WORK TO DO: Copy exactly the run of lines that begins at the line with "Where can you see the denim" and ends at the final line of the entries.

━━ INPUT RECORDS ━━

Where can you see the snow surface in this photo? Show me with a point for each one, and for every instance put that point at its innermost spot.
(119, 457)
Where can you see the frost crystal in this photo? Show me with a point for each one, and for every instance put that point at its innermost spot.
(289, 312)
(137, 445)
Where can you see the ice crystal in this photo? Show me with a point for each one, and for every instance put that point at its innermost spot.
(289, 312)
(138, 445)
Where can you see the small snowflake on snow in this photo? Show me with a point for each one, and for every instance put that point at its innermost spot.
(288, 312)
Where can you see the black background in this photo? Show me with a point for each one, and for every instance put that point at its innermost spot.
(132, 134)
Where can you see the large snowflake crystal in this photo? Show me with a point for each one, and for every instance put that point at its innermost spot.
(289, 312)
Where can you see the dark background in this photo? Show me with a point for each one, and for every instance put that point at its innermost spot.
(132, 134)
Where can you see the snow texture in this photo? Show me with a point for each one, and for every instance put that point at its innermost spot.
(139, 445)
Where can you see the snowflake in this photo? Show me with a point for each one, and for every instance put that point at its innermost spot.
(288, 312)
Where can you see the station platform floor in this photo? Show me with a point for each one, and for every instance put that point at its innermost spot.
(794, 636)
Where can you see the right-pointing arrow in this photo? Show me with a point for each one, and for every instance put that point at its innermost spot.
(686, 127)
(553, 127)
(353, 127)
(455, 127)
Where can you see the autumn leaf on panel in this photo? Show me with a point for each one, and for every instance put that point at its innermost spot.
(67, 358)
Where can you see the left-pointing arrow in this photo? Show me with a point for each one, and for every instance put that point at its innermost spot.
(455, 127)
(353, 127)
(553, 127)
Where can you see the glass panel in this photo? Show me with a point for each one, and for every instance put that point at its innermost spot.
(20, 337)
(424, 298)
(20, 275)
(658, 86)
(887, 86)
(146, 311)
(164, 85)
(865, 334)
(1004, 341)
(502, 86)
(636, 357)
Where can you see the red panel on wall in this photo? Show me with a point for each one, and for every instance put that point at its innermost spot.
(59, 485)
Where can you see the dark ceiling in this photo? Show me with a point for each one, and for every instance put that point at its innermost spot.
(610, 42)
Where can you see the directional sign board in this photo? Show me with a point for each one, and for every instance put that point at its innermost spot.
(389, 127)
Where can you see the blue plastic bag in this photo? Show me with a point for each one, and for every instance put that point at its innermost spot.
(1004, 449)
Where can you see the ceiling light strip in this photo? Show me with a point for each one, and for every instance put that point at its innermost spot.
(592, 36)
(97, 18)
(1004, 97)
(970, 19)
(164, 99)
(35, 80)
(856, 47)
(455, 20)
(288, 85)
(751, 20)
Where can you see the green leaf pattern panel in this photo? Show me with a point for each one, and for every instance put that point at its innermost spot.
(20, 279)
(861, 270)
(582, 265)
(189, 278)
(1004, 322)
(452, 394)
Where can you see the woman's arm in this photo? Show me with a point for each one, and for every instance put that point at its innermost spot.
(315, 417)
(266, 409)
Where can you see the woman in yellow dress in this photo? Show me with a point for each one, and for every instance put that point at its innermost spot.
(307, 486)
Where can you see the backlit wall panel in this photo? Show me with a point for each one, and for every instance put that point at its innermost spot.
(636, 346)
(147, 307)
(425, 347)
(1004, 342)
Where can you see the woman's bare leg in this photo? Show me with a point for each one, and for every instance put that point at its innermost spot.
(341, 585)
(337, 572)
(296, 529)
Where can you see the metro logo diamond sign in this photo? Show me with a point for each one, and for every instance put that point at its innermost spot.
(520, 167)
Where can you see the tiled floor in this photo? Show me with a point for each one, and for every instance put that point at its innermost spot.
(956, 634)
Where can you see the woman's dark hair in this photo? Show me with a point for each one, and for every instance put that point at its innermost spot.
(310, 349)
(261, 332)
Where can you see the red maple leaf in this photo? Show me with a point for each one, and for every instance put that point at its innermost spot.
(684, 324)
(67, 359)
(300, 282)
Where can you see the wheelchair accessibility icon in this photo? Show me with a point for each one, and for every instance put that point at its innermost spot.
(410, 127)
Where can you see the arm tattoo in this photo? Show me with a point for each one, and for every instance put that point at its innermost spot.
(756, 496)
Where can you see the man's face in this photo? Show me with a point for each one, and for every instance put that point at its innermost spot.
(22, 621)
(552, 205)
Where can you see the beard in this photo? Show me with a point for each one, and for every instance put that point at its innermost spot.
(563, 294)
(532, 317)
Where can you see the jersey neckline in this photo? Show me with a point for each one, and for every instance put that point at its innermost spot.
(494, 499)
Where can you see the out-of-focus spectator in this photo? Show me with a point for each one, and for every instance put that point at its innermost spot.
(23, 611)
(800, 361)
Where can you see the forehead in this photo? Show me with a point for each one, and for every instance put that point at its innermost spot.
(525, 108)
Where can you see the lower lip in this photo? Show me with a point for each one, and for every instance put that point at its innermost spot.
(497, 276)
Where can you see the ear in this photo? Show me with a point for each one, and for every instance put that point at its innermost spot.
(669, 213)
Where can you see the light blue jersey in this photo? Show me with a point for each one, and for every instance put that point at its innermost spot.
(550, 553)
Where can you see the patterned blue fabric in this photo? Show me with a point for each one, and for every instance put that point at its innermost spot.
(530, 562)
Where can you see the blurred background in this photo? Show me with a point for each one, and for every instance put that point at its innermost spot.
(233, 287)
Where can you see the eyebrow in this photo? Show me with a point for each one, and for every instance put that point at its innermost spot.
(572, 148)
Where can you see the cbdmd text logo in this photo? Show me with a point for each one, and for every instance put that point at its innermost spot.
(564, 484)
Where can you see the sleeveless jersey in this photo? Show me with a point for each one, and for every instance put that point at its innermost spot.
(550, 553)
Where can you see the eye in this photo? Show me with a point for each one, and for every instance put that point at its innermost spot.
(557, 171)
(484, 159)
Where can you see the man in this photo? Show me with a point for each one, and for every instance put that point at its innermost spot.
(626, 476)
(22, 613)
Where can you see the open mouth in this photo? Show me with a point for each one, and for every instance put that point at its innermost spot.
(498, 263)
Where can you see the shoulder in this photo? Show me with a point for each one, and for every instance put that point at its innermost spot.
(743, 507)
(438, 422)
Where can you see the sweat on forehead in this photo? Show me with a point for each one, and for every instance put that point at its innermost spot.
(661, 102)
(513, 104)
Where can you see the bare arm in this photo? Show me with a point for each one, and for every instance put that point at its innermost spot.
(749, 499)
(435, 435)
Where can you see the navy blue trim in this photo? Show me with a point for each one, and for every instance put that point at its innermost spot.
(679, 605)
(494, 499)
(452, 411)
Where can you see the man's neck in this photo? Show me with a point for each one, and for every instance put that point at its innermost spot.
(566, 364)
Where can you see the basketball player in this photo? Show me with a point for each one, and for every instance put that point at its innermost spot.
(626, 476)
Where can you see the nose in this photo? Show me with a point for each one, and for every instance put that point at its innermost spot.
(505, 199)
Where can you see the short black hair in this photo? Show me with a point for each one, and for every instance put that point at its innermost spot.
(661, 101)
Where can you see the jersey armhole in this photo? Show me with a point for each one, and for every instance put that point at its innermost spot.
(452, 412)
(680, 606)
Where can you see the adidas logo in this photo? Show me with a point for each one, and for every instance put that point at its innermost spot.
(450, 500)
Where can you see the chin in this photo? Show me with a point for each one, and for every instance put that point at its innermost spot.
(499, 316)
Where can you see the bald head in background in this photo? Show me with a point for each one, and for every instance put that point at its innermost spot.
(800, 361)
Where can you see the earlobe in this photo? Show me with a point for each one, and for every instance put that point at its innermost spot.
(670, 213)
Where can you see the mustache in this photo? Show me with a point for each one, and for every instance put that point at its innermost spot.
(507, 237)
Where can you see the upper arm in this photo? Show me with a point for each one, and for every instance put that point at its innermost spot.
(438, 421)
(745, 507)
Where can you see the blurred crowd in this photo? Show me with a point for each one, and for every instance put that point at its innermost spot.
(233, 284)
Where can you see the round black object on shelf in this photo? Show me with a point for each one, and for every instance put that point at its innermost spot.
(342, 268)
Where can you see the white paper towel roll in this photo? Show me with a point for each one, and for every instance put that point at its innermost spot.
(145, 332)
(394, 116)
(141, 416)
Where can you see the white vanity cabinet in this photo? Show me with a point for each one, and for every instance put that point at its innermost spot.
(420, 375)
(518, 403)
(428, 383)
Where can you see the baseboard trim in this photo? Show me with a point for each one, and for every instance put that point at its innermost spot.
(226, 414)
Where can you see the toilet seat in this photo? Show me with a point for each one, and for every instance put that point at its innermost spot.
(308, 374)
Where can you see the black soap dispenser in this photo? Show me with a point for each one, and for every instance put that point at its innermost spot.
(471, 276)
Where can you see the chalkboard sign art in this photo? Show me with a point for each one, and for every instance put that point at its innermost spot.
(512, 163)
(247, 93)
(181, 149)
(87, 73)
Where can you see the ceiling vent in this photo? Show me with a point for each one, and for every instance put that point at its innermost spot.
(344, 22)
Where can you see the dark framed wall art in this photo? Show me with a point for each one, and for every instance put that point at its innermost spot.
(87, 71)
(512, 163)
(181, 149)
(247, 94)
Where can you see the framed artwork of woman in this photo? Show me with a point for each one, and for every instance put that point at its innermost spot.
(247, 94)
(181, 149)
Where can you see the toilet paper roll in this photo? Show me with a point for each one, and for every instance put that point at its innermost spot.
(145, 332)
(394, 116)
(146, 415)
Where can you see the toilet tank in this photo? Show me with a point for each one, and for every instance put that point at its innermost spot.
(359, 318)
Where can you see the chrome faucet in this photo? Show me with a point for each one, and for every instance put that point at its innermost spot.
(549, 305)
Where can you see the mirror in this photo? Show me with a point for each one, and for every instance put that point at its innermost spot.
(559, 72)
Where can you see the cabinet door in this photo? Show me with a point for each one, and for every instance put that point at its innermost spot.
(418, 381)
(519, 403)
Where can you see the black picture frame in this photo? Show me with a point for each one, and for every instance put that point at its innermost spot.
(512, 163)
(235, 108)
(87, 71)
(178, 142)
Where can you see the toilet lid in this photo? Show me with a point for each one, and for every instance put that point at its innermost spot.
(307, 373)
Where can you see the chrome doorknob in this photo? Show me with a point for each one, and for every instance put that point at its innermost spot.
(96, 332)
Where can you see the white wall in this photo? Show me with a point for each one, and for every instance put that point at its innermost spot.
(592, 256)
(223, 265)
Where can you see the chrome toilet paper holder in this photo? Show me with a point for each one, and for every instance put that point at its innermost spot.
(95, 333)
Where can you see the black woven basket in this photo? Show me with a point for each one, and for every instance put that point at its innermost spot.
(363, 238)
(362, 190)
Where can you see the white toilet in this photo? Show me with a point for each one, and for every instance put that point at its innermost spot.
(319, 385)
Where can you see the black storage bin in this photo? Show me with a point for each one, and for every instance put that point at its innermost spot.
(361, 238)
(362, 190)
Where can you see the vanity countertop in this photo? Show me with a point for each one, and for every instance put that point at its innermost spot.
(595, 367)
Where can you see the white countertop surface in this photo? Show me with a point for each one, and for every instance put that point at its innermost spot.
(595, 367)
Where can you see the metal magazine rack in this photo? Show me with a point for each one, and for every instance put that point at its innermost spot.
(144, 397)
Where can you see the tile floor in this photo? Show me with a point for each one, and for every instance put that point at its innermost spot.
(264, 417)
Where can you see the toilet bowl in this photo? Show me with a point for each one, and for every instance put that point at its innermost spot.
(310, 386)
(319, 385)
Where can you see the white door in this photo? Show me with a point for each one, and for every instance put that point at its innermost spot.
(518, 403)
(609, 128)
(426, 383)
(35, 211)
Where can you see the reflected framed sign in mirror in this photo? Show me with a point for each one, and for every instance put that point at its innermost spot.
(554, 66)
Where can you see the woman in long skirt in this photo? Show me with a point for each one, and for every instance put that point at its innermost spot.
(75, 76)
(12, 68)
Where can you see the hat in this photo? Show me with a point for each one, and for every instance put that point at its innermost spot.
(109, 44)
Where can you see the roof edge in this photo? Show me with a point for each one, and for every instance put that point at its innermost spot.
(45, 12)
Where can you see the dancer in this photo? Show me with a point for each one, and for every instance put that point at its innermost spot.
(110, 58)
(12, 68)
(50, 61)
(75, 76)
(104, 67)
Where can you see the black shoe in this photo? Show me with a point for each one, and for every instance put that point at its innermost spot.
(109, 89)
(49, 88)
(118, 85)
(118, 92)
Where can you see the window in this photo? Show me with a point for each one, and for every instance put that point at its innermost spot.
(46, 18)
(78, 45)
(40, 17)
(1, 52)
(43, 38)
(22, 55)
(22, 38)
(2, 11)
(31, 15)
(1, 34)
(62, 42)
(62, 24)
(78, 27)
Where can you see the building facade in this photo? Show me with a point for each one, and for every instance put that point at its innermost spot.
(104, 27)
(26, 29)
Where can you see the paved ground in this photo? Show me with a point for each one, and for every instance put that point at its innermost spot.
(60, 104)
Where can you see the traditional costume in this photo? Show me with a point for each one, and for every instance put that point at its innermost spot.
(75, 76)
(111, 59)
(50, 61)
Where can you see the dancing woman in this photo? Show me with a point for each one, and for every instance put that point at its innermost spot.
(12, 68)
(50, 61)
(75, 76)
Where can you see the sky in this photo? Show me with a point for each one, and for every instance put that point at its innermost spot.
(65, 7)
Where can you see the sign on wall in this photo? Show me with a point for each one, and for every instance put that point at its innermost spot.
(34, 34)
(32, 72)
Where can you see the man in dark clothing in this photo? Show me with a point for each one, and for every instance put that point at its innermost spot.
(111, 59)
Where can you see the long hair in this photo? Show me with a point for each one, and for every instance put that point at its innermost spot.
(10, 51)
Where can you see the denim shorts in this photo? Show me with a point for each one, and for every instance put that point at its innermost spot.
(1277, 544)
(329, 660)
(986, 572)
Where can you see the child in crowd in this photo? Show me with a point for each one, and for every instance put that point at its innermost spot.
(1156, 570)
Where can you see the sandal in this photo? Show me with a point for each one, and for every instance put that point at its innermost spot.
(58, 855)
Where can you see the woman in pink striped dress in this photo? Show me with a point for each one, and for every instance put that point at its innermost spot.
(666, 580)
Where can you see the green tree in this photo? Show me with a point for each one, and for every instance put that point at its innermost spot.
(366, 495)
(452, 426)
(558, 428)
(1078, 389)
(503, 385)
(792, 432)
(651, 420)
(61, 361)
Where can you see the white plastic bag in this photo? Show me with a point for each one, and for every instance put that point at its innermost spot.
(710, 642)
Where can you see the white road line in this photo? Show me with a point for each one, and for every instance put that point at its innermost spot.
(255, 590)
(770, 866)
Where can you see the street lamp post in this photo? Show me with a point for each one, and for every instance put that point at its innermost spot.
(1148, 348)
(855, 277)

━━━

FULL OUTPUT:
Where can you see the denim shorts in this photo? Show me with a point for each one, and for every instance put that point at its innermost spot.
(1277, 544)
(329, 660)
(986, 572)
Where can you see the child in crowd in this photo? Show me with a point for each one, and for every instance put that point at its innermost spot.
(1156, 570)
Where can you see the sandal in this photo? Show me with a point for each one, and for every instance put that point at its innermost spot.
(58, 855)
Where can you see the woman in pink striped dress in this photo? Show me with a point for each one, and for every instance put that point at its innermost spot.
(666, 580)
Where can you see the green tree in this photo? Show me with a point for each one, and for every instance put that point at its innermost spot.
(366, 495)
(452, 426)
(558, 428)
(1078, 389)
(503, 385)
(792, 432)
(651, 420)
(61, 361)
Where can you see the white plastic bag in this photo? Show me with a point for each one, and for every instance put that point at its innermost spot.
(710, 642)
Where can you see the white road line in this photo? Show me with a point for each one, and for every instance put that point at its innermost spot.
(255, 590)
(770, 866)
Where can you see the street lamp post in this photo? Show me with a point for each one, and for every instance put that point at its innermost spot.
(1148, 348)
(855, 277)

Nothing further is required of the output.